▶ **Records drawn from a dataset**
⁂
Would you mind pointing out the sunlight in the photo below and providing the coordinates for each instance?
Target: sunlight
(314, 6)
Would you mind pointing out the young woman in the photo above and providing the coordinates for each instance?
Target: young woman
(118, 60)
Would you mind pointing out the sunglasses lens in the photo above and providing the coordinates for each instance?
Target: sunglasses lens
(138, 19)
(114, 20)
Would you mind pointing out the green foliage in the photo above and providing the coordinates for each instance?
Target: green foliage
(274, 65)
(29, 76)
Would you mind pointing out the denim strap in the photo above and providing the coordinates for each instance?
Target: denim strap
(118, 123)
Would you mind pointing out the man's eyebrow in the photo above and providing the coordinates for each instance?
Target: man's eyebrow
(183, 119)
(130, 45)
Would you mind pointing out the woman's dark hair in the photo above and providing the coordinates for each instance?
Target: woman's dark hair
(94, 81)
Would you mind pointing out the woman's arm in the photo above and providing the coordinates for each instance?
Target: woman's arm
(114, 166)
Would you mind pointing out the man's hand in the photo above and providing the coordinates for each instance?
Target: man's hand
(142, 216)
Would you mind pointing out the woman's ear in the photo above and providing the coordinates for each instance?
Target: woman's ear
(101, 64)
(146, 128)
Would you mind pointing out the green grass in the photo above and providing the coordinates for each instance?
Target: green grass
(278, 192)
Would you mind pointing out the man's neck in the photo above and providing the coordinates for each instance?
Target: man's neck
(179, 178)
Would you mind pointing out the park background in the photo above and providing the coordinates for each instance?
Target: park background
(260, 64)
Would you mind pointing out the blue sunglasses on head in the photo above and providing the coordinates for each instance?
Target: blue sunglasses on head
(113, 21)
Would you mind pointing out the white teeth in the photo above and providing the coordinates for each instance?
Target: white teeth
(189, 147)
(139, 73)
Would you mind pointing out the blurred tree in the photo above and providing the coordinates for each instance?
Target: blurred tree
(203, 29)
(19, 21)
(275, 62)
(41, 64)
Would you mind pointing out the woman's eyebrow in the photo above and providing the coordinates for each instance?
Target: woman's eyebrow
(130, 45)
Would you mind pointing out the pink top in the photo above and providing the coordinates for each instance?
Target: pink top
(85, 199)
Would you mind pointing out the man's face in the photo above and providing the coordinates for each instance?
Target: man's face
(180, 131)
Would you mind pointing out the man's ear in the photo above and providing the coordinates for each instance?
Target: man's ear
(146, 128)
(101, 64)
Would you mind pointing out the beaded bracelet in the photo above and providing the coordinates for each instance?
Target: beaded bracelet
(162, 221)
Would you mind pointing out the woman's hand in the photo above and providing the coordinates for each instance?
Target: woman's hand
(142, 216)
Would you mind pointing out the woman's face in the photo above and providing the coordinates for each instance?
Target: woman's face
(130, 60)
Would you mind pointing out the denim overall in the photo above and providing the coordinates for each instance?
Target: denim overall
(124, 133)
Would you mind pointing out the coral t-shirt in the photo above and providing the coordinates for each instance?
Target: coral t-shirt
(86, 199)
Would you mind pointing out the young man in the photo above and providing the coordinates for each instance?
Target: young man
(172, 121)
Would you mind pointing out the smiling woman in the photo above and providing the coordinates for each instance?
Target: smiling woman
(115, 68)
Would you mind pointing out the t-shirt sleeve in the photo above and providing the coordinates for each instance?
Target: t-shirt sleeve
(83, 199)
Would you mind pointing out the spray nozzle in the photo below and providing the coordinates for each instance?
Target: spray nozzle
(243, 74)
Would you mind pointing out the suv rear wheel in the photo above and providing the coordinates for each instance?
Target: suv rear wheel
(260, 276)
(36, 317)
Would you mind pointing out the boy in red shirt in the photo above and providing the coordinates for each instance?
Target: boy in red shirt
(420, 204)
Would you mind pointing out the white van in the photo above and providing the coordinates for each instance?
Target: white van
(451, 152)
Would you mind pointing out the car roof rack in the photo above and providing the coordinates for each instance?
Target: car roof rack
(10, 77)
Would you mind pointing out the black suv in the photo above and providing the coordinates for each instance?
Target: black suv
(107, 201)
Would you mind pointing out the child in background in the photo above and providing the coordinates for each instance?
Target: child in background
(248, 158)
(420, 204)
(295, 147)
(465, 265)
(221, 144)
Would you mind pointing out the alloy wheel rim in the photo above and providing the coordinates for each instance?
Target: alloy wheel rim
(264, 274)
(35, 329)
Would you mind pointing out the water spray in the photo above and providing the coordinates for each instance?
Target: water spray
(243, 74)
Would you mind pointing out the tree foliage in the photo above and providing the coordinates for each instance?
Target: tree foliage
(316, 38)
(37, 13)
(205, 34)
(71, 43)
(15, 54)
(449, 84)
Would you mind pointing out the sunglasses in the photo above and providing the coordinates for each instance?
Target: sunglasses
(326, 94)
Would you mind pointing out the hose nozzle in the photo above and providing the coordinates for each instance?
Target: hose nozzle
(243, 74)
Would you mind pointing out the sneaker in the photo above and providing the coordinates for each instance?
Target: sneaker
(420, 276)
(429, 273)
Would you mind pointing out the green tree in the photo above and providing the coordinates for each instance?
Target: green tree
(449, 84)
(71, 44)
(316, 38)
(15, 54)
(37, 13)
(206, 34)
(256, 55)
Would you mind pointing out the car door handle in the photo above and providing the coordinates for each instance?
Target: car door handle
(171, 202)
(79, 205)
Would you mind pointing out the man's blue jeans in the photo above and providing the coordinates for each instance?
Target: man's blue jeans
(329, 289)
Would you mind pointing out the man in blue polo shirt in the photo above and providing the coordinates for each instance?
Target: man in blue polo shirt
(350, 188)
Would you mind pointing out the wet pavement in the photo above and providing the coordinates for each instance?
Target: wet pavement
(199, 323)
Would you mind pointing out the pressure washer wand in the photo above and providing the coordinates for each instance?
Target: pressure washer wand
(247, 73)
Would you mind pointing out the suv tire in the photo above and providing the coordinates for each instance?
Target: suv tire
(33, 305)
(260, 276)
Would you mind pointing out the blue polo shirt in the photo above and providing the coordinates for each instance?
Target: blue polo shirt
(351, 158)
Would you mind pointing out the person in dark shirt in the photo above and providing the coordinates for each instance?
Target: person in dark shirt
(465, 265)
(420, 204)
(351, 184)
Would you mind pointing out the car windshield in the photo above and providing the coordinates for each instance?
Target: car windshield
⁂
Every entry above needs to be duplicated exactly.

Would you mind pointing out the sunlight in the photo below and providing the coordinates for each instance?
Target: sunlight
(314, 6)
Would you mind pointing out the young woman in the photo above and providing the coordinates for each instance?
Target: young woman
(118, 60)
Would you mind pointing out the sunglasses lens in the photo above and providing the coordinates for each instance?
Target: sunglasses lens
(138, 19)
(114, 20)
Would you mind pointing out the green foliage in the photo above and providing the coordinates for each instance?
Target: green foliage
(274, 65)
(29, 76)
Would you mind pointing out the denim strap in the photo above and providing the coordinates for each instance?
Target: denim strap
(118, 123)
Would you mind pointing out the man's eyebrow in the photo above and providing the coordinates for each instance?
Target: man's eyebrow
(183, 119)
(130, 45)
Would you mind pointing out the woman's dark hair in the photo above and providing the coordinates for each instance?
Target: woman's dark hair
(94, 81)
Would you mind pointing out the woman's arm in the photo above and providing the coordinates for each instance?
Target: woman's arm
(114, 166)
Would you mind pointing out the man's hand in the photo above and providing the coordinates for each instance?
Target: man's hand
(142, 216)
Would you mind pointing out the woman's ear in the photo above and providing the coordinates for each instance?
Target: woman's ear
(101, 64)
(146, 128)
Would you mind pointing out the green grass in the photo above and providing the coordinates for each instance?
Target: green grass
(278, 192)
Would you mind pointing out the man's neck in the photo above and providing the coordinates for each instance?
Target: man's neck
(179, 178)
Would you mind pointing out the park background in the photo above and providing the coordinates for each instance?
Target: park background
(260, 64)
Would you mind pointing out the blue sunglasses on head in the photo above and providing the coordinates for each instance?
Target: blue sunglasses on head
(113, 21)
Would you mind pointing out the white teeth in the photo above and providing the coordinates for each instance?
Target: white teeth
(189, 147)
(139, 73)
Would you mind pointing out the blurred tree in the photo above and providing the coordinates for each instance?
Target: blurred tree
(203, 29)
(19, 21)
(275, 62)
(41, 64)
Would you mind pointing out the woman's eyebrow in the photo above and providing the coordinates for each instance?
Target: woman's eyebrow
(130, 45)
Would you mind pointing out the pink top in the photo above and providing the coordinates for each instance?
Target: pink top
(85, 199)
Would you mind pointing out the man's face in the photo above and providing the coordinates for each instance?
Target: man's face
(180, 131)
Would you mind pointing out the man's ear in the photo above and providing the coordinates for each instance?
Target: man's ear
(146, 128)
(101, 64)
Would you mind pointing out the beaded bracelet in the photo above and providing the coordinates for each instance?
Target: beaded bracelet
(162, 221)
Would you mind pointing out the woman's hand in the photo above and providing the coordinates for each instance?
Target: woman's hand
(142, 216)
Would you mind pointing out the woman's face in the photo above and providing the coordinates for each instance?
Target: woman's face
(130, 60)
Would you mind pointing out the denim overall in the photo above and providing the coordinates for each instance?
Target: denim overall
(124, 133)
Would you mind pointing out the coral t-shirt in the photo above and providing the coordinates for each instance?
Target: coral t-shirt
(86, 199)
Would you mind pointing out the young man in the photo above and providing the coordinates for each instance?
Target: young man
(172, 121)
Would you mind pointing out the smiling woman in the photo above and providing the coordinates for each instance?
Target: smiling woman
(115, 68)
Would you mind pointing out the t-shirt sleeve in the photo above and providing the coordinates for each instance?
Target: t-shirt sleeve
(83, 199)
Would you mind pointing out the spray nozzle in the photo below and providing the coordinates for each instance?
Target: spray nozzle
(243, 74)
Would you mind pointing out the suv rear wheel in the photo above and providing the coordinates for each instance?
Target: suv rear wheel
(260, 276)
(36, 317)
Would you mind pointing out the boy in red shirt in the photo above and providing the coordinates for each instance?
Target: boy in red shirt
(420, 204)
Would you mind pointing out the white van in the photo above and providing the coordinates for each instance?
Target: white van
(451, 152)
Would you mind pointing out the car roof rack in the photo above and providing the coordinates for each instance?
Target: car roof rack
(10, 77)
Would you mind pointing out the black suv in the photo above and providing the coordinates for each instance?
Target: black suv
(107, 201)
Would you mind pointing out the child in background in the photo above and providing the coordinates for each instance?
Target: child in background
(248, 158)
(420, 204)
(295, 147)
(465, 265)
(221, 144)
Would you mind pointing out the alloy wheel rim in the photo above and providing the coordinates for each instance?
Target: alloy wheel rim
(264, 274)
(35, 329)
Would you mind pointing out the water spray in the photo above and providing the coordinates for each instance?
Target: water spray
(243, 74)
Would you mind pointing out the tree foliage in the photo above and providing the coordinates for each instance?
Target: tree foliage
(316, 38)
(37, 13)
(205, 34)
(71, 43)
(15, 54)
(449, 84)
Would you mind pointing out the sunglasses in the photo above and providing the coordinates for each instance?
Target: sunglasses
(326, 94)
Would you mind pointing out the hose nozzle in the photo above and providing the coordinates for each instance?
Target: hose nozzle
(243, 74)
Would you mind pointing out the sneaker in the photo above and providing the coordinates for each instance?
Target: sneaker
(420, 276)
(429, 273)
Would you mind pointing out the green tree in the photo above and providing the coordinates for each instance?
Target: green tree
(449, 84)
(71, 44)
(316, 38)
(15, 54)
(37, 13)
(206, 34)
(256, 55)
Would you mind pointing out the car door handle in the photo above and providing the coordinates for each instance?
Target: car door handle
(171, 202)
(79, 205)
Would you mind pointing out the man's blue jeans in the photo above and providing the coordinates for each instance?
Target: man's blue jeans
(329, 289)
Would you mind pointing out the man in blue polo shirt in the photo above and providing the coordinates for each instance?
Target: man in blue polo shirt
(350, 188)
Would you mind pointing out the wet pavement in the photo above and providing the coordinates for each instance?
Target: wet pavement
(199, 323)
Would you mind pointing out the pressure washer wand in the photo above and providing the coordinates for each instance?
Target: pressure washer wand
(247, 73)
Would you mind pointing out the suv tire in the photo above and providing the coordinates for each instance?
Target: suv tire
(33, 305)
(260, 276)
Would you mind pointing out the blue polo shirt in the photo above and providing the coordinates for each instance?
Target: blue polo shirt
(351, 158)
Would you mind pointing out the person in dark shirt in the photo above and providing the coordinates for each instance?
Target: person in dark shirt
(465, 265)
(420, 204)
(351, 184)
Would you mind pointing out the car windshield in the photo above and providing the coordinates for each instance?
Target: car windshield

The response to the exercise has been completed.